To-do list:
1: In the speaker build thread, take the passage from "This was the" to "the production step..." and write it out again with "production" swapped for "building".
2: List every speaker driver named in the original 4-ways idea in the speaker build thread.
3: Write what comes next in the speaker build thread, picking up right after its last sentence.

Reading text:
# 3.5ways project with Peerless, TangBand and Fountek



## Candisa (Sep 15, 2007)

Hi,

Since Xenia and I have been around here for quite a while, I thought it might be a good idea to share what we're working on at the moment:

Since we've bought our own house last year and the B&W DM2a's (while being great speakers) don't always sound the way we like it, we decided to build our own pair of speakers.

The original idea was a 4-ways setup with a 12" Peerless XXLS subwoofer, 2 Peerless 10" passive radiators, a HiVi M8a woofer, a TangBand W4-1337 wide-bander and a Fountek NeoCD1.0 ribbon tweeter.

This was the "design" we made back then:


----------



## Candisa (Sep 15, 2007)

Off course, you can't really call that a "design" and it never made the production step...

But recently, the idea to build our own speakers was brought up in our minds again, so back to the drawing board:

We decided not to use the HiVi woofers, but let the subwoofers play a little higher and the mids a little lower (150Hz). 
To compensate for baffle-step issues, we decided not to use a correction network that makes the efficiency of the system drop quite a lot, but add an extra mid to play from 150Hz up to the baffle-step frequency.

We ended up with this basic drawing:


----------



## Candisa (Sep 15, 2007)

We still needed something to fill the space between the subwoofer and the rest of the speaker, since there is something called "gravity" on planet Earth.
A dedicated enclosure for the passive crossovernetwork was on the wish-list too.

Information supplied:

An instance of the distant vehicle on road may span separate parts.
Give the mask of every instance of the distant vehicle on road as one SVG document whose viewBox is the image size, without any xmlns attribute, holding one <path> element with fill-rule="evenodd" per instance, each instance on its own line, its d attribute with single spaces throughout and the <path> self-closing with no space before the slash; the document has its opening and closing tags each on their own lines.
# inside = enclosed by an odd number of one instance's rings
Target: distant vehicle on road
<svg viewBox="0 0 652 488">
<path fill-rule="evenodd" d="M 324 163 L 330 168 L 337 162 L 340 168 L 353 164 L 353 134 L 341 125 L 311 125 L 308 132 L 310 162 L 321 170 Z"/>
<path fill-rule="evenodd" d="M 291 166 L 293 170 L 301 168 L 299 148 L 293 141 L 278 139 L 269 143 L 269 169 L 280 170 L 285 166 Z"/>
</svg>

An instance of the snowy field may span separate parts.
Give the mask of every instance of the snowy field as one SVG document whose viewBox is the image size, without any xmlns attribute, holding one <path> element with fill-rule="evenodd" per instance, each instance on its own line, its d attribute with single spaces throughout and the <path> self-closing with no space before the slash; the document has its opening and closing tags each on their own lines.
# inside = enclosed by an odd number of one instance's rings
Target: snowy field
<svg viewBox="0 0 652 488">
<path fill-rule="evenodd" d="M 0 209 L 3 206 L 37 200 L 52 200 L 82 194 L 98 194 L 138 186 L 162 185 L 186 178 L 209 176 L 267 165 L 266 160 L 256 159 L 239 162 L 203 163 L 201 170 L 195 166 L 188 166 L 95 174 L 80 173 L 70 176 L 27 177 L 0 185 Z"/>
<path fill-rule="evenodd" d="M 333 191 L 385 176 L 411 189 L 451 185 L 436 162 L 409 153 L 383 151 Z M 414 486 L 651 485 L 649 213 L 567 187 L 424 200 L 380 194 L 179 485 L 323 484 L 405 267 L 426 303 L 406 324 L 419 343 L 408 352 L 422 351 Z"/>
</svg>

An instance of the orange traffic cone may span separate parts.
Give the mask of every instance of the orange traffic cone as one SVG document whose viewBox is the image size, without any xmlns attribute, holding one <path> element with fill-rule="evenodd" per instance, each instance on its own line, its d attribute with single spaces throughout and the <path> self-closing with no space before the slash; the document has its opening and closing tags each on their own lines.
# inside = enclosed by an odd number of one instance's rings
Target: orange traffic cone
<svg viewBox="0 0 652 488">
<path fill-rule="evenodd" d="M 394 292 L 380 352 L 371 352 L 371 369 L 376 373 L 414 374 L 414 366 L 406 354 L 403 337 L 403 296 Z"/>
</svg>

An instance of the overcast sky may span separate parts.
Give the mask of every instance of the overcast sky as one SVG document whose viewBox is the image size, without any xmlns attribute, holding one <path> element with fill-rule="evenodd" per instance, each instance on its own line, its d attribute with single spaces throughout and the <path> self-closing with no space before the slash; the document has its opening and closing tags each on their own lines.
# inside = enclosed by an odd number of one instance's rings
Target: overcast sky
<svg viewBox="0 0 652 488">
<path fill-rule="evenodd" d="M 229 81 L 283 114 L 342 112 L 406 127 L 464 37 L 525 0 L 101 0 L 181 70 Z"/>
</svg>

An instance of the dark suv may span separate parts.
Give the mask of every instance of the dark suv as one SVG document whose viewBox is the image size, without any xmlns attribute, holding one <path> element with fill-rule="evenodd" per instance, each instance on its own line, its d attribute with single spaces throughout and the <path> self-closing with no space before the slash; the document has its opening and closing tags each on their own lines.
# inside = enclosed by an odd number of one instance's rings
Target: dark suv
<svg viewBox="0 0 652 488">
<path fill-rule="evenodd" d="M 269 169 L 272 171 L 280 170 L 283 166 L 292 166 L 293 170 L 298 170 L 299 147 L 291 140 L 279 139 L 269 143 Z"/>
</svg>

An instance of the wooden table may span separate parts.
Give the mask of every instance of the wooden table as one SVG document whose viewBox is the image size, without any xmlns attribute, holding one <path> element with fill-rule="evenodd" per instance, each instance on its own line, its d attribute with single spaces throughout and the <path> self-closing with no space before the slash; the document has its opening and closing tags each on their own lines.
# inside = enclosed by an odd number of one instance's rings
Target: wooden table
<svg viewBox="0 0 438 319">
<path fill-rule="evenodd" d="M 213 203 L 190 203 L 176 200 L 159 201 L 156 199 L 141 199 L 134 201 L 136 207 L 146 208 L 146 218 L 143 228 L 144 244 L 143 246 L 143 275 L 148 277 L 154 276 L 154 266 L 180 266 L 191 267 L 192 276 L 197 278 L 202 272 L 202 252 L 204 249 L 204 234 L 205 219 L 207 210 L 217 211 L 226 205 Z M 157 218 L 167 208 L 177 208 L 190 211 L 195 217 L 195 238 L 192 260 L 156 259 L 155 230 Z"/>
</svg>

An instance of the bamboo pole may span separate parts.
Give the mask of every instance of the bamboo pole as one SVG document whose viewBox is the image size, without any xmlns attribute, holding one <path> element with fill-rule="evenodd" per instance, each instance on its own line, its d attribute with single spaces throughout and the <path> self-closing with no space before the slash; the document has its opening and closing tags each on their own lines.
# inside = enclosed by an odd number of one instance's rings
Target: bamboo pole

Responses in order:
1:
This was the "design" we made back then:


----------



## Candisa (Sep 15, 2007)

Off course, you can't really call that a "design" and it never made the building step...

2:
- 12" Peerless XXLS subwoofer
- 2 Peerless 10" passive radiators
- HiVi M8a woofer
- TangBand W4-1337 wide-bander
- Fountek NeoCD1.0 ribbon tweeter

3:
This gave us 2 basic designs:


----------



## Candisa (Sep 15, 2007)

The second design made it and we decided to do some small changes to make it look a little better:


----------



## Candisa (Sep 15, 2007)

And after some more changes, we ended up with this:


----------



## Candisa (Sep 15, 2007)

We think the front-view of the speakers look good now, so it's time to make them 3-dimensional.

This is what we have so far:










Feel free to comment!

greetings,
Isabelle and Xenia


----------



## Candisa (Sep 15, 2007)

Better 3D sketch:


----------



## radarcontact (Oct 28, 2010)

Very cool! I likey! However, I think you took the easy way out with the square-box sub enclosure. Too simple, and a potential for standing waves, no? I would taper the sub box to mimic the other units. Construction would be more difficult, but still not _too _hard to build. Could go taller to make up for the lost space.







(click to see bigger)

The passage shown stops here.